Written exercise → Locate every line in the records below that contains the word "dark", and copy each such line in full.

[Labeled-object pointing records]
--------------------

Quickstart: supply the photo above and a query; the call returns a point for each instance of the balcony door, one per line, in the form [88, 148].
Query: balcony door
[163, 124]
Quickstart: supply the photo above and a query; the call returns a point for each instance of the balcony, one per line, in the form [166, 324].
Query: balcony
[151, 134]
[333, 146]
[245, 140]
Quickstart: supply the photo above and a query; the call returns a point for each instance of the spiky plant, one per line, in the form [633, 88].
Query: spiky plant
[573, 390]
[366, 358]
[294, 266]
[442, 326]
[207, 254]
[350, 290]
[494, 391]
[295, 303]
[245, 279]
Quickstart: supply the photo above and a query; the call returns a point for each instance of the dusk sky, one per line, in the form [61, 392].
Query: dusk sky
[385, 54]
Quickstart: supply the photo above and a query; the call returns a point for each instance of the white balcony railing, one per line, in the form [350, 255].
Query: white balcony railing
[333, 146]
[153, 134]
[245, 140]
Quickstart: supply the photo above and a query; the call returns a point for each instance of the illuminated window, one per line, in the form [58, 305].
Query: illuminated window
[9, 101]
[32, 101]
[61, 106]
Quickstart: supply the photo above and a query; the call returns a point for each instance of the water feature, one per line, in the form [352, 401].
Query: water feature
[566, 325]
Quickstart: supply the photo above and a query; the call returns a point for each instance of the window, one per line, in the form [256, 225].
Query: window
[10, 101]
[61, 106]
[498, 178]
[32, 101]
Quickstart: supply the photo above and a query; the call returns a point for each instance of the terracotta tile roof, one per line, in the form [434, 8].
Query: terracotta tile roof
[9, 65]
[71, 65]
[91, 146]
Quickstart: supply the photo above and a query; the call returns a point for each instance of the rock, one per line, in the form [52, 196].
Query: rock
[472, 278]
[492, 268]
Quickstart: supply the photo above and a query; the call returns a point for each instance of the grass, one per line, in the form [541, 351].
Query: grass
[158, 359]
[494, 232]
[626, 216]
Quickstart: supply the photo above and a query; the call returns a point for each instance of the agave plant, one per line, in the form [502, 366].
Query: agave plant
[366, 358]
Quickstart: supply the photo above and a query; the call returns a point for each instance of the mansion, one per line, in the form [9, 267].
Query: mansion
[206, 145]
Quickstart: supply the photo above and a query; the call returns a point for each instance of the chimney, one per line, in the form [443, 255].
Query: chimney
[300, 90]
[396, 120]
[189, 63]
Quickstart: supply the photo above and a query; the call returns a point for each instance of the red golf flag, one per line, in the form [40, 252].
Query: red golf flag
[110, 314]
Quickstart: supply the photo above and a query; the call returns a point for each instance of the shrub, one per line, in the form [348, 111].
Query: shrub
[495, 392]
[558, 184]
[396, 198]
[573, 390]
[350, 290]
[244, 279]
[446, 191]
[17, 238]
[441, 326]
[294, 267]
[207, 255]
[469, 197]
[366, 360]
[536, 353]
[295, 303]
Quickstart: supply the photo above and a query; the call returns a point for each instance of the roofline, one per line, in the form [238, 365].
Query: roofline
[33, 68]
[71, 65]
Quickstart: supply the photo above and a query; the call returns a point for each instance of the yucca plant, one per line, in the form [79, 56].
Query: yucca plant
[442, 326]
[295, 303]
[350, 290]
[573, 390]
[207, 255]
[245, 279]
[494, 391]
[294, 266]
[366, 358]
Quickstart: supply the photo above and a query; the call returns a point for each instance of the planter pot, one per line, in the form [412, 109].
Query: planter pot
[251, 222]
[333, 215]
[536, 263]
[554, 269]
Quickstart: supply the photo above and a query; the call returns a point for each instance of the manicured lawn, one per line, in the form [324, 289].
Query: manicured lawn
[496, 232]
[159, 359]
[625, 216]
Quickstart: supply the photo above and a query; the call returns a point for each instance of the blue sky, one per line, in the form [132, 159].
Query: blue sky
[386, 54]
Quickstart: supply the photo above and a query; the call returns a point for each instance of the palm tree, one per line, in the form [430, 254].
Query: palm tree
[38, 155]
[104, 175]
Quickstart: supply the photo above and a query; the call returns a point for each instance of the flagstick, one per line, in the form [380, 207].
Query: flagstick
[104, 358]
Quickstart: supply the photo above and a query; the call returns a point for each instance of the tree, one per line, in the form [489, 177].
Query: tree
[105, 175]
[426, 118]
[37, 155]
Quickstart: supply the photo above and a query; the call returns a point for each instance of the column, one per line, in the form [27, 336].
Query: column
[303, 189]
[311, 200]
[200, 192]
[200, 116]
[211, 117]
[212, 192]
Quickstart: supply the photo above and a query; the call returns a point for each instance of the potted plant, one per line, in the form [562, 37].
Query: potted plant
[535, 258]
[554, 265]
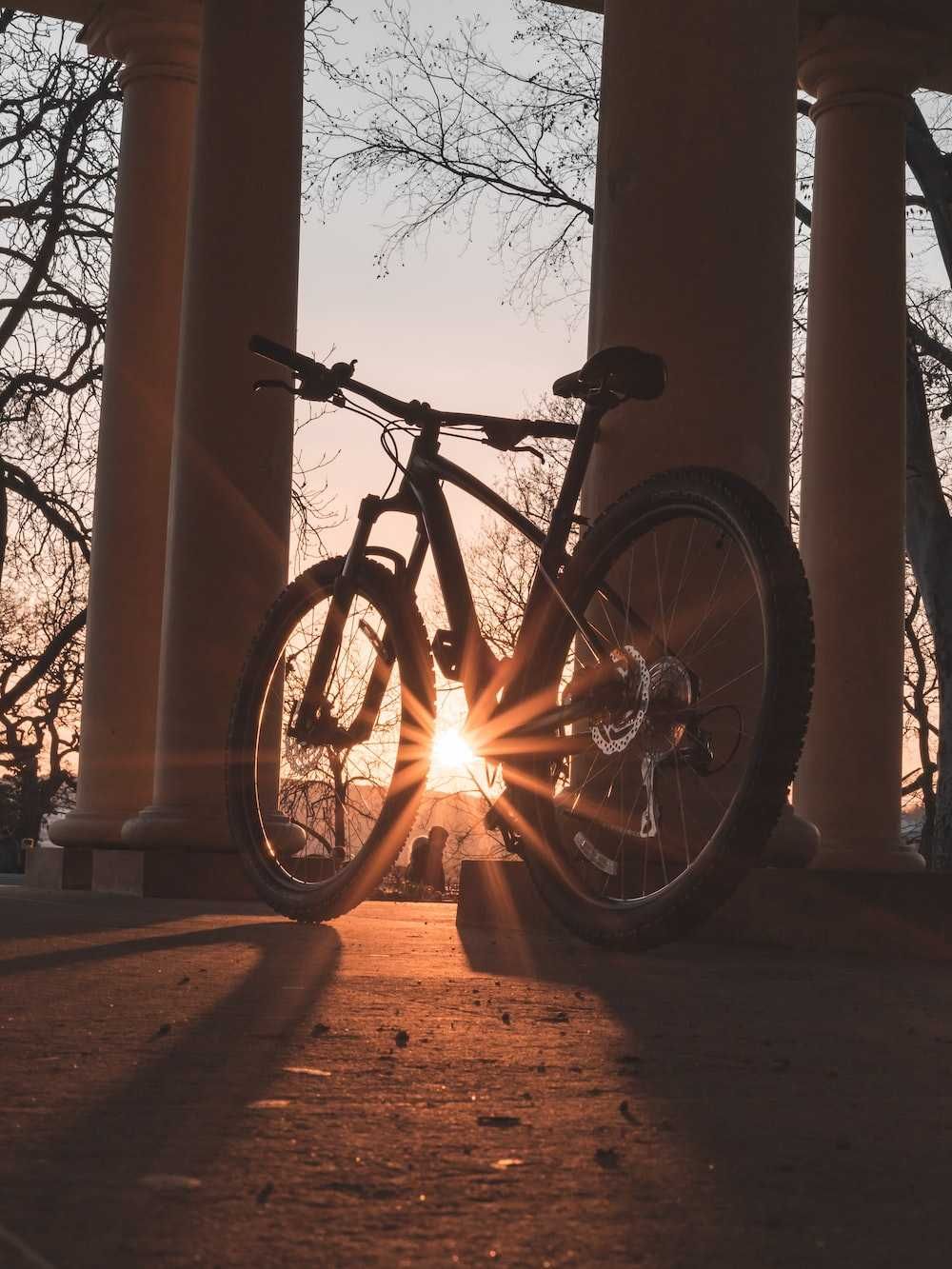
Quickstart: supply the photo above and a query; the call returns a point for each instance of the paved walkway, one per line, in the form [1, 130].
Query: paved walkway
[227, 1089]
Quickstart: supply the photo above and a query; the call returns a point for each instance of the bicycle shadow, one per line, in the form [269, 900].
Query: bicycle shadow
[175, 1112]
[723, 1074]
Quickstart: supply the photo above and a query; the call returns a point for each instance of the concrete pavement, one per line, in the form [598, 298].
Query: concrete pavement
[186, 1085]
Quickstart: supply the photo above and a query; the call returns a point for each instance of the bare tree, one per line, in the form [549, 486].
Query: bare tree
[452, 130]
[448, 129]
[59, 114]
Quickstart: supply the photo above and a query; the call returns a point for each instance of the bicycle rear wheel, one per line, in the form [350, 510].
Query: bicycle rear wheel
[687, 667]
[320, 820]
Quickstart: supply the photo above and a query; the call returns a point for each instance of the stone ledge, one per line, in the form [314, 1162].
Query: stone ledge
[201, 875]
[886, 914]
[50, 867]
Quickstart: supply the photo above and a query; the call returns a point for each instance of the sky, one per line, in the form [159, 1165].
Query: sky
[437, 328]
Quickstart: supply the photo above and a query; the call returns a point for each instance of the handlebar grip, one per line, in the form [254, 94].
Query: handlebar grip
[296, 362]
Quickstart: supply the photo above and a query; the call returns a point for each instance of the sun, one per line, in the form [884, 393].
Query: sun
[451, 751]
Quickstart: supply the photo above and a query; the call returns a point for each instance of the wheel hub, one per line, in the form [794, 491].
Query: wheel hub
[613, 732]
[672, 692]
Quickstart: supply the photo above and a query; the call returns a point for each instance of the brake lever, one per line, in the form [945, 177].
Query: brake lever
[259, 385]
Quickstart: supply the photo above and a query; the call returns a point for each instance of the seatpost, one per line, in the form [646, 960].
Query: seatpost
[564, 513]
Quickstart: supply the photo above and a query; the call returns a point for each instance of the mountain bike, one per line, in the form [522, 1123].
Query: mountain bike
[644, 731]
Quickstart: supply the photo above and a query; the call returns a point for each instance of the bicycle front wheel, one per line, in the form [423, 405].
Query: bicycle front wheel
[320, 815]
[684, 655]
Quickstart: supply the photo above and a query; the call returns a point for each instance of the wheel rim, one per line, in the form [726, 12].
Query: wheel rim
[320, 804]
[638, 807]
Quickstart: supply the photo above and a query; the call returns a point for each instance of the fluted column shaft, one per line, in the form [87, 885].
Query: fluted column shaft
[693, 237]
[232, 450]
[159, 47]
[853, 485]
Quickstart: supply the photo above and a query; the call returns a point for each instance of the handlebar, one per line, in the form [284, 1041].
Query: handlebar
[326, 384]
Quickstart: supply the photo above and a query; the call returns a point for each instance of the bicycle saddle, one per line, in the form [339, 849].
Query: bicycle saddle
[626, 372]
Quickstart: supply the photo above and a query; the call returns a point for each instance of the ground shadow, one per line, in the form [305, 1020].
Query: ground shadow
[182, 1101]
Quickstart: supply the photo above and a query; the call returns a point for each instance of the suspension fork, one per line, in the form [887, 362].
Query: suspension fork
[308, 724]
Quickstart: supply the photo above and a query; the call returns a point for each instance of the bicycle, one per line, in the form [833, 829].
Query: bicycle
[645, 751]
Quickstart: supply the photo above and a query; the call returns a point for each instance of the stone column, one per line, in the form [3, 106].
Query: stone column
[228, 515]
[693, 247]
[159, 47]
[853, 488]
[693, 237]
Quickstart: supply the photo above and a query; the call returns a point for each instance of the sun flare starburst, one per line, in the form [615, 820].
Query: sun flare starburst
[452, 751]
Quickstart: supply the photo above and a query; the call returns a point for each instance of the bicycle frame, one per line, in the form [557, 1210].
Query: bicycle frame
[421, 494]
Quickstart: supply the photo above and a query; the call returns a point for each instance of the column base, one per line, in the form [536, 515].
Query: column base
[794, 843]
[57, 868]
[87, 829]
[898, 860]
[170, 827]
[204, 875]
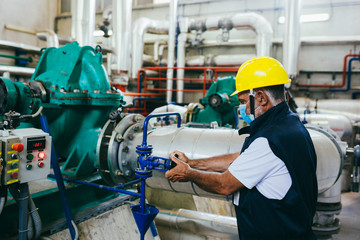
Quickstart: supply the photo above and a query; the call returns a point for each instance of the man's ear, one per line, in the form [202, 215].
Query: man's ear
[262, 97]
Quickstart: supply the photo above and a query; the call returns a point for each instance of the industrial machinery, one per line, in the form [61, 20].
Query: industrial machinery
[93, 136]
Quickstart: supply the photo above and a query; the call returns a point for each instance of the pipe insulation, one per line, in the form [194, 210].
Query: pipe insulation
[199, 223]
[122, 17]
[292, 37]
[83, 21]
[141, 26]
[171, 48]
[201, 143]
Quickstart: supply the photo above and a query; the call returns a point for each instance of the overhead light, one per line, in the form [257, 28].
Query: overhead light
[99, 33]
[319, 17]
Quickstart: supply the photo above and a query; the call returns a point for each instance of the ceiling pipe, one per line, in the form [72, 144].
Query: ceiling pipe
[291, 43]
[141, 26]
[83, 21]
[171, 48]
[253, 20]
[122, 17]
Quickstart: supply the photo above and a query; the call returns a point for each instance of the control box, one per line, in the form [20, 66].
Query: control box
[25, 155]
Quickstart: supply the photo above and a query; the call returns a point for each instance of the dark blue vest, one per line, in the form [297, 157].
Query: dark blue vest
[290, 218]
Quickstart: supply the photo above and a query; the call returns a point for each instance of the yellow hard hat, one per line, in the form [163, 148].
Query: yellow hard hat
[260, 72]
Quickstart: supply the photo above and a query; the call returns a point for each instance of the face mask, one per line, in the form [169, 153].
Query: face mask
[247, 118]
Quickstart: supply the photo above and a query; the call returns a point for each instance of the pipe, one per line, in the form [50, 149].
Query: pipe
[17, 70]
[348, 85]
[141, 26]
[83, 21]
[171, 48]
[199, 223]
[49, 36]
[291, 43]
[262, 28]
[122, 17]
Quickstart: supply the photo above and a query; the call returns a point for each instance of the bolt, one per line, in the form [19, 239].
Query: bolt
[118, 172]
[119, 138]
[126, 149]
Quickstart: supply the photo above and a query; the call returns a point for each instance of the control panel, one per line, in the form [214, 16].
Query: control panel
[25, 155]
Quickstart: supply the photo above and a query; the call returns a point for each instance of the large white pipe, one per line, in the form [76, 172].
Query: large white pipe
[200, 143]
[199, 223]
[122, 17]
[171, 48]
[292, 36]
[141, 26]
[83, 21]
[347, 107]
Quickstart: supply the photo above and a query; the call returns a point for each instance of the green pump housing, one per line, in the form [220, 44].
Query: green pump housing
[218, 105]
[72, 86]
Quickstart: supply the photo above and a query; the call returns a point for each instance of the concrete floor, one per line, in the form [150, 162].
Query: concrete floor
[349, 217]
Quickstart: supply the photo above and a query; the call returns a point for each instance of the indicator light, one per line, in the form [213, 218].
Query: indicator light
[41, 155]
[18, 147]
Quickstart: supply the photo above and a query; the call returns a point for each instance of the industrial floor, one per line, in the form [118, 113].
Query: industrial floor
[349, 217]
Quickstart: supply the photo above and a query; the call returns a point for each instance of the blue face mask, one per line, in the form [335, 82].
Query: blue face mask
[247, 118]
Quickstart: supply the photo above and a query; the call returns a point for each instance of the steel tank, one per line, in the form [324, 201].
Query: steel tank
[202, 143]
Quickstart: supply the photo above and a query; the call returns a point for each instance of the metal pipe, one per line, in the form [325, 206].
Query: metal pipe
[83, 21]
[141, 26]
[122, 17]
[17, 70]
[171, 48]
[262, 28]
[200, 223]
[292, 37]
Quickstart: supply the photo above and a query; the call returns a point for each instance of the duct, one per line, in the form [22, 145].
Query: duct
[231, 60]
[201, 143]
[199, 223]
[171, 48]
[50, 37]
[24, 71]
[122, 17]
[83, 21]
[141, 26]
[255, 21]
[346, 107]
[292, 37]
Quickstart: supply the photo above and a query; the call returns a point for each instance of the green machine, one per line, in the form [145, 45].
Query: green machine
[218, 105]
[72, 87]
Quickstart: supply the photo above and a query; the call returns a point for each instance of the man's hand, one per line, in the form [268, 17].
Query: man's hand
[182, 169]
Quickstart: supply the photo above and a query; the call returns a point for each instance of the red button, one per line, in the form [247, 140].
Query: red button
[41, 155]
[18, 147]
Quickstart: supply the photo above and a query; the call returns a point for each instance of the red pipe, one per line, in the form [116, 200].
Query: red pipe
[343, 78]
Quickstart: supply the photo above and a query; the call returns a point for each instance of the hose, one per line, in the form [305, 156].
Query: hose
[2, 204]
[35, 218]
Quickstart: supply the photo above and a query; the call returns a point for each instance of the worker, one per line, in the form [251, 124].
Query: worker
[273, 179]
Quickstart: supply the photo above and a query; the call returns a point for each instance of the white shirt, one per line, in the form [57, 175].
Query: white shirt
[259, 167]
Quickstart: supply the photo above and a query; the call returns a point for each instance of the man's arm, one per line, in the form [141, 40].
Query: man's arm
[222, 183]
[212, 164]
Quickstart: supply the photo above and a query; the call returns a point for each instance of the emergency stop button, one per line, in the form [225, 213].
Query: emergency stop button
[18, 147]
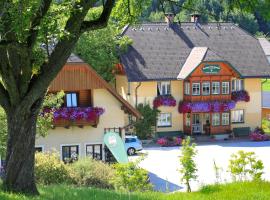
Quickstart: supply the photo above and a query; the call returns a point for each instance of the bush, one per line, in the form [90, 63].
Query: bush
[245, 165]
[49, 169]
[258, 135]
[130, 178]
[89, 172]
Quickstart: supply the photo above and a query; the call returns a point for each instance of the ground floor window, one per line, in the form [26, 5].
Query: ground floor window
[164, 120]
[94, 151]
[215, 119]
[237, 116]
[70, 153]
[225, 119]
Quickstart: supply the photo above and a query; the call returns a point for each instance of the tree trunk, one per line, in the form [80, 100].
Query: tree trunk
[20, 156]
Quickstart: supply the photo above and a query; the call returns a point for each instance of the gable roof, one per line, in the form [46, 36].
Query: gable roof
[266, 99]
[159, 51]
[265, 45]
[94, 81]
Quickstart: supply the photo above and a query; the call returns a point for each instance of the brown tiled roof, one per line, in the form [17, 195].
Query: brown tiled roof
[159, 51]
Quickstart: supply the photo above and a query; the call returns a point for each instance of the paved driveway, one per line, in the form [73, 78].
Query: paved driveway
[163, 163]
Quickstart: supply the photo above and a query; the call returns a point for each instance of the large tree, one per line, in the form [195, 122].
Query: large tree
[36, 39]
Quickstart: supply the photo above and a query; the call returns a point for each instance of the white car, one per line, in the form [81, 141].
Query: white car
[132, 144]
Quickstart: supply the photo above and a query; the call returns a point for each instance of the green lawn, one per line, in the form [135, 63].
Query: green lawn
[235, 191]
[266, 85]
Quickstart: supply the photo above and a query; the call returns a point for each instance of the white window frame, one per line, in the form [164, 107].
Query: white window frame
[188, 120]
[237, 84]
[163, 120]
[215, 121]
[71, 99]
[187, 88]
[206, 84]
[215, 84]
[198, 85]
[62, 145]
[226, 86]
[164, 88]
[225, 119]
[236, 116]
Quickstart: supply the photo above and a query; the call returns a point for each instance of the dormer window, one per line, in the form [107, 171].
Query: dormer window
[164, 88]
[71, 99]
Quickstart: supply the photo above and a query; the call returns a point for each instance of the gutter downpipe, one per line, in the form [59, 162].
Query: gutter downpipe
[136, 94]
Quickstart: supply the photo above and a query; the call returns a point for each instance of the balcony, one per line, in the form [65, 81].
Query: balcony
[77, 116]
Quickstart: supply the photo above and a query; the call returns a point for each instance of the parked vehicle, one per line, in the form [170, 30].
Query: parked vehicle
[132, 144]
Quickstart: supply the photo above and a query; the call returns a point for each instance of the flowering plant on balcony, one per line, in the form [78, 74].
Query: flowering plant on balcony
[205, 106]
[241, 95]
[166, 100]
[72, 114]
[258, 135]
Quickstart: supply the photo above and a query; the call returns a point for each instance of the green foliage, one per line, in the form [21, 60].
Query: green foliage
[44, 121]
[89, 172]
[131, 178]
[266, 126]
[244, 165]
[188, 166]
[49, 169]
[145, 126]
[3, 132]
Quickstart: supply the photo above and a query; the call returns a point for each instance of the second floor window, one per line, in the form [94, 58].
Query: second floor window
[195, 88]
[225, 87]
[187, 88]
[71, 99]
[237, 84]
[215, 88]
[205, 88]
[164, 88]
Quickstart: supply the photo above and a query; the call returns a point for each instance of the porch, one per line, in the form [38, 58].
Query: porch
[207, 123]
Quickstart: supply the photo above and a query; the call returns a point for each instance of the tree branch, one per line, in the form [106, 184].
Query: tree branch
[102, 21]
[41, 12]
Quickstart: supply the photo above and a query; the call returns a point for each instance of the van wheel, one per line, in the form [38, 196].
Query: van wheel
[131, 151]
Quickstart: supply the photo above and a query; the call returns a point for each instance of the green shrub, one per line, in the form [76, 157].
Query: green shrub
[89, 172]
[244, 165]
[49, 169]
[130, 178]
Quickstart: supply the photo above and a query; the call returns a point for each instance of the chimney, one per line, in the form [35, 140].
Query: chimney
[169, 18]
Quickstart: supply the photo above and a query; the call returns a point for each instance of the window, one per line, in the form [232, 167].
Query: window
[70, 153]
[237, 116]
[71, 99]
[195, 88]
[94, 151]
[225, 119]
[215, 119]
[164, 120]
[225, 87]
[215, 88]
[188, 119]
[187, 88]
[205, 88]
[237, 84]
[164, 88]
[38, 149]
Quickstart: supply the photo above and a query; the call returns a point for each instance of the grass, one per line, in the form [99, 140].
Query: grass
[235, 191]
[266, 85]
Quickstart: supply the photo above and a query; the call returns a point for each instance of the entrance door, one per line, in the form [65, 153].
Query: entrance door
[196, 123]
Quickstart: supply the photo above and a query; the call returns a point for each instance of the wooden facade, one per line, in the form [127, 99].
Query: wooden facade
[226, 74]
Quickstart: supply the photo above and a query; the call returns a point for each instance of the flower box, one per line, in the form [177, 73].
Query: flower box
[78, 116]
[166, 100]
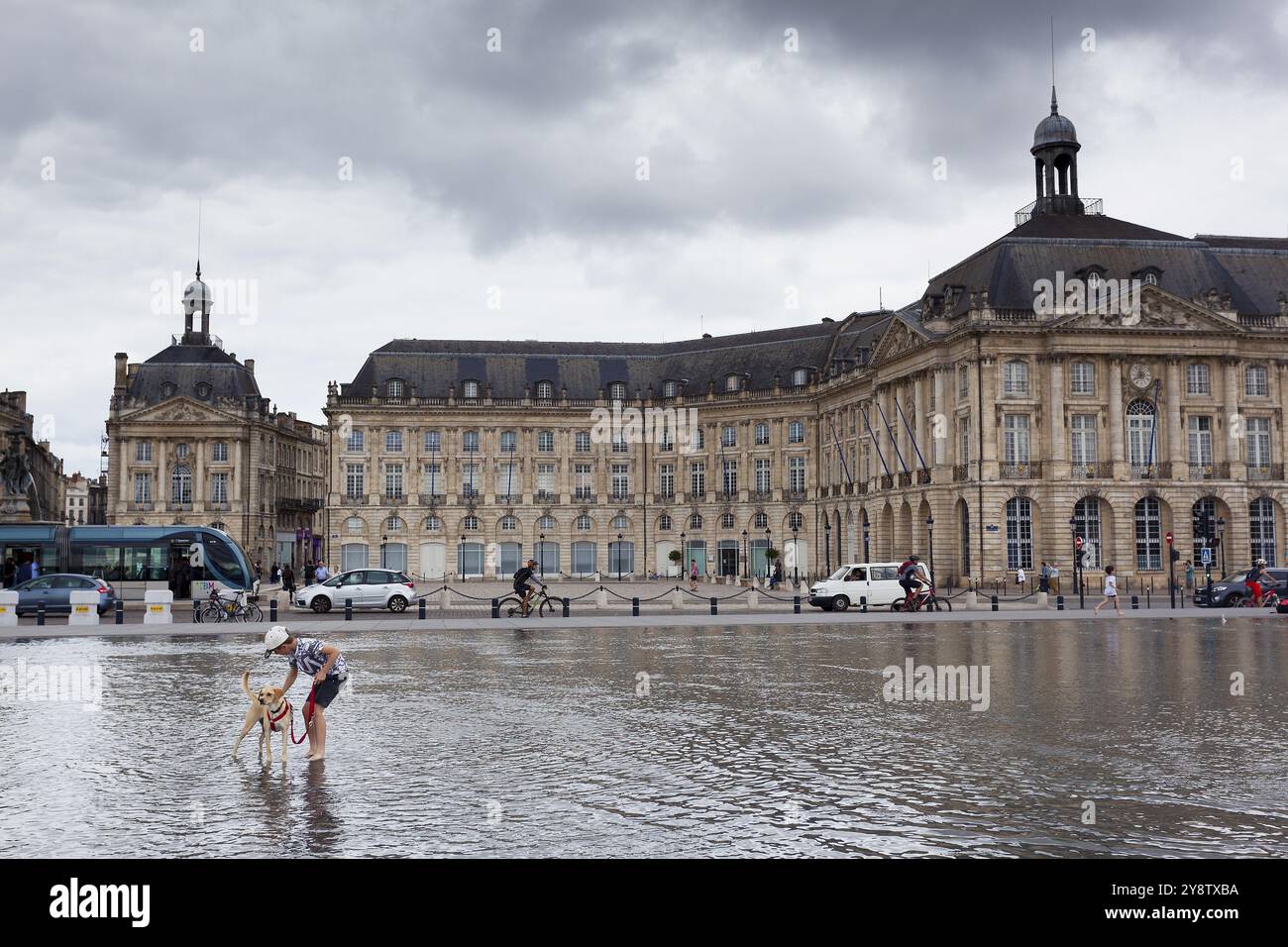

--------------------

Solution for this exercise →
Quickstart: supply the photo above and a query; the call returns a point for each instance of the dark blue vest, one per line, in the form [297, 157].
Query: dark blue vest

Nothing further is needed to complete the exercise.